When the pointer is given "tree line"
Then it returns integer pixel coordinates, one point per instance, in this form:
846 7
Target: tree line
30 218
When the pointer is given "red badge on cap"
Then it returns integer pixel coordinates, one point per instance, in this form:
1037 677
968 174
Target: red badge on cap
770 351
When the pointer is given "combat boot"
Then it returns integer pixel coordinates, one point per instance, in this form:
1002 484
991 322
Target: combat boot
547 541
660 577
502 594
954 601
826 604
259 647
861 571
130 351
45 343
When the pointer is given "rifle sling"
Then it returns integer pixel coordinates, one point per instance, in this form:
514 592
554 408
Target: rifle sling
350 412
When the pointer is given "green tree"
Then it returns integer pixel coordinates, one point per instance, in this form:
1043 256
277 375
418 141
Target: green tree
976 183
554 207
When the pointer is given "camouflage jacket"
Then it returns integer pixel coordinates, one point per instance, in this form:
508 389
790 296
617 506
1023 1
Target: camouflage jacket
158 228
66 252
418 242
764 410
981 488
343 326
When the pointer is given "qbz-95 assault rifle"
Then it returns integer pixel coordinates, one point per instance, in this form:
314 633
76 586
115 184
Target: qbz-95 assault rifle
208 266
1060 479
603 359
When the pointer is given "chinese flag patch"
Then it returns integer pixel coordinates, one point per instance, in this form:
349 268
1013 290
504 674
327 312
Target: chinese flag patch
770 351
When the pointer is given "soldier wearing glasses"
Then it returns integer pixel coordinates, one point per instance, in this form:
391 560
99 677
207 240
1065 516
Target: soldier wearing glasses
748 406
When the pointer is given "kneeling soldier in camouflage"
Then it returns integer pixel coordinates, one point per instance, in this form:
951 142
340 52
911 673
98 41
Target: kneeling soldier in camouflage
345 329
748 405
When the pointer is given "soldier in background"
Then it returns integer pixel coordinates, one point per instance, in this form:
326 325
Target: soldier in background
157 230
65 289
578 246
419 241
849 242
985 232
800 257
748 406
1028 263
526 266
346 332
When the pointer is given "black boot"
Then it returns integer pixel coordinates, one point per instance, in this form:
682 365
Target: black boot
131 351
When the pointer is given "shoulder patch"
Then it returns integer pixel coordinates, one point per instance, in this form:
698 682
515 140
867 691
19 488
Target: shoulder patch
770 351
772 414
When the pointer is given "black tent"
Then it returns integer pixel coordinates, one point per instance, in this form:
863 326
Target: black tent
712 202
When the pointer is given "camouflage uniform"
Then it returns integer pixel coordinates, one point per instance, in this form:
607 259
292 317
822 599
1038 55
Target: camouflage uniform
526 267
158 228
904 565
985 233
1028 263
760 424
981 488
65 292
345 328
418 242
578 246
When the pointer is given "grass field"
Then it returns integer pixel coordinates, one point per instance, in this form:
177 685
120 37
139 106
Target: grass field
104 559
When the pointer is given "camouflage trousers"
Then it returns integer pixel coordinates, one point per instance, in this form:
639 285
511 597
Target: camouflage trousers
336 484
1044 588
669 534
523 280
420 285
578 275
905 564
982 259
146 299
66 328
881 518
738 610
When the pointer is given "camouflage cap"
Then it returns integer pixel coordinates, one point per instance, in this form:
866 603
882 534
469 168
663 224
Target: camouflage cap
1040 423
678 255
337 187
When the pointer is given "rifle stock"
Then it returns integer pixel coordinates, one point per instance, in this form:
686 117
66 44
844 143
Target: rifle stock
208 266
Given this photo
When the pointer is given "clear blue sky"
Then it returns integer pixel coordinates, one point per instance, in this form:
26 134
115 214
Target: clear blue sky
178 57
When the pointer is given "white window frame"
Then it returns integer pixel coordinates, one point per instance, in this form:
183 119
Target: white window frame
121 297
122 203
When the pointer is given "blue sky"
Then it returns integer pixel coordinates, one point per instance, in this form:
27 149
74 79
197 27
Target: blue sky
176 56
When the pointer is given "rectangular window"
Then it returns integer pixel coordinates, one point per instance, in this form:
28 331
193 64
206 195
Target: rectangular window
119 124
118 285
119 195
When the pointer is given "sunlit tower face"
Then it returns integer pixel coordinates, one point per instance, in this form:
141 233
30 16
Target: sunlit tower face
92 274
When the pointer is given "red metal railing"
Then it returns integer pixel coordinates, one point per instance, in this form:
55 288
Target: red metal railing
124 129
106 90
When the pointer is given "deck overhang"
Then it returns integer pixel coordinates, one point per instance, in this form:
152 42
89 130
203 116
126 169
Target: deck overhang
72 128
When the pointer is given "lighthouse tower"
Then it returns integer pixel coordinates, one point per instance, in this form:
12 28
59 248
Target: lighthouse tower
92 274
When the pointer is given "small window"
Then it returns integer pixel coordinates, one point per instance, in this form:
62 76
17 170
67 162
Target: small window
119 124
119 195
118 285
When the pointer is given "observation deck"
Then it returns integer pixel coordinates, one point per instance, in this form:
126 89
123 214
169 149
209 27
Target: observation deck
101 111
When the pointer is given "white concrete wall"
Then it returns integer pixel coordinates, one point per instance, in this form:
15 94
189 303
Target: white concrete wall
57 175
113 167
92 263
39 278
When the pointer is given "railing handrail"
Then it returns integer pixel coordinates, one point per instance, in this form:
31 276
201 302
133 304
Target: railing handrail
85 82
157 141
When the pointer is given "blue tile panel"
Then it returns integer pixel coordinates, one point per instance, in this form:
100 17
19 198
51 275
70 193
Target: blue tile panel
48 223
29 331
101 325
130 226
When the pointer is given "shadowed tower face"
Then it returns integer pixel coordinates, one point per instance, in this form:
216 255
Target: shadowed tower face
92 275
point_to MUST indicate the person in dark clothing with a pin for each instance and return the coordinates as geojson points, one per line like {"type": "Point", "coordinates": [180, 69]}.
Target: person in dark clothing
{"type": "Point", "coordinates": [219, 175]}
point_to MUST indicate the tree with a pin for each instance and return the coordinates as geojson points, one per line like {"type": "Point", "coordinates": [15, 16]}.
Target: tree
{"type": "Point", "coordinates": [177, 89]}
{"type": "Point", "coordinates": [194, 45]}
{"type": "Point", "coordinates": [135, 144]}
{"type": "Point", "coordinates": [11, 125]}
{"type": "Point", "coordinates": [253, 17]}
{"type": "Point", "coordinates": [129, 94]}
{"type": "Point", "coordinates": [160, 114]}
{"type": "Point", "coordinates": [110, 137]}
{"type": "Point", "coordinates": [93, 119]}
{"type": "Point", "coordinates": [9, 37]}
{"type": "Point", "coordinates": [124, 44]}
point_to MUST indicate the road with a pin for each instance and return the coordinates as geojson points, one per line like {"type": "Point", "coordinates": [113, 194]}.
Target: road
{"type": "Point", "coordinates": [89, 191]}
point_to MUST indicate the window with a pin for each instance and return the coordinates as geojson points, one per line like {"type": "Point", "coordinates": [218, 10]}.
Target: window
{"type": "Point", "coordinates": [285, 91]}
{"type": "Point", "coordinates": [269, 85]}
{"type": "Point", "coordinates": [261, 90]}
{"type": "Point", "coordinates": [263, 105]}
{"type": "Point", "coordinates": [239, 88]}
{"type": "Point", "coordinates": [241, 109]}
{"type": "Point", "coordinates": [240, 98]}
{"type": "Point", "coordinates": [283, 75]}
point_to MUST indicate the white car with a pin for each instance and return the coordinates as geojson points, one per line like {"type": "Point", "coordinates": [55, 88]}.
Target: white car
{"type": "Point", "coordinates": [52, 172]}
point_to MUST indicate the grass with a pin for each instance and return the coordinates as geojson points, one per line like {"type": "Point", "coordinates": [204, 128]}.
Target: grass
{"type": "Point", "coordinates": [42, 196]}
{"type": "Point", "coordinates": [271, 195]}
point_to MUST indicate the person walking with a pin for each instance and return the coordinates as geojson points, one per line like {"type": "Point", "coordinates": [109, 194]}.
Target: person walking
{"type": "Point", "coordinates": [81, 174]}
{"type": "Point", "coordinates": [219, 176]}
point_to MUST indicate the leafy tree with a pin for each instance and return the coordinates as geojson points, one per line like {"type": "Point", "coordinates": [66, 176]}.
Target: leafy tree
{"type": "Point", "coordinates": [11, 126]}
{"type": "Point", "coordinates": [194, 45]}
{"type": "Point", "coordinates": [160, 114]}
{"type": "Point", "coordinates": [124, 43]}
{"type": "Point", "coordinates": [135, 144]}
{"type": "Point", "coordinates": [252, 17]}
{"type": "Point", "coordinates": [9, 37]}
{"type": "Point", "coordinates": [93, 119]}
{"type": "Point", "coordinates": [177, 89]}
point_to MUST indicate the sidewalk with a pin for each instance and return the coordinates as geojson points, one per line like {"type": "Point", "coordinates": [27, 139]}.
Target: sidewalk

REQUIRED WORK: All lines from the line containing "point_to MUST indicate the window" through the end of the listing above are to be duplicated exactly; include both ends and nothing further.

THE RESPONSE:
point_to MUST indicate the window with a pin for each instance and return the coordinates as geojson points, one per line like {"type": "Point", "coordinates": [218, 10]}.
Target: window
{"type": "Point", "coordinates": [285, 91]}
{"type": "Point", "coordinates": [269, 85]}
{"type": "Point", "coordinates": [261, 90]}
{"type": "Point", "coordinates": [263, 105]}
{"type": "Point", "coordinates": [239, 88]}
{"type": "Point", "coordinates": [241, 109]}
{"type": "Point", "coordinates": [240, 98]}
{"type": "Point", "coordinates": [283, 75]}
point_to MUST indicate the white car with a pin for each instance and return the coordinates as geojson points, one per line like {"type": "Point", "coordinates": [55, 88]}.
Target: white car
{"type": "Point", "coordinates": [52, 172]}
point_to MUST indicate the grass with a pin for each instance and return the coordinates as geojson points, one per line like {"type": "Point", "coordinates": [204, 128]}.
Target: grass
{"type": "Point", "coordinates": [42, 196]}
{"type": "Point", "coordinates": [271, 195]}
point_to MUST indicate the person walking with a pin for each instance and return the coordinates as geojson points, one per line like {"type": "Point", "coordinates": [109, 194]}.
Target: person walking
{"type": "Point", "coordinates": [81, 174]}
{"type": "Point", "coordinates": [219, 176]}
point_to MUST indicate the leafy tree with a pin for each instance and return the coordinates as geojson points, one per line like {"type": "Point", "coordinates": [66, 176]}.
Target: leafy tree
{"type": "Point", "coordinates": [11, 126]}
{"type": "Point", "coordinates": [194, 45]}
{"type": "Point", "coordinates": [160, 114]}
{"type": "Point", "coordinates": [124, 43]}
{"type": "Point", "coordinates": [135, 144]}
{"type": "Point", "coordinates": [252, 17]}
{"type": "Point", "coordinates": [9, 37]}
{"type": "Point", "coordinates": [93, 119]}
{"type": "Point", "coordinates": [177, 89]}
point_to MUST indicate the sidewalk with a pin for each instance and return the coordinates as geojson points, one per line like {"type": "Point", "coordinates": [27, 139]}.
Target: sidewalk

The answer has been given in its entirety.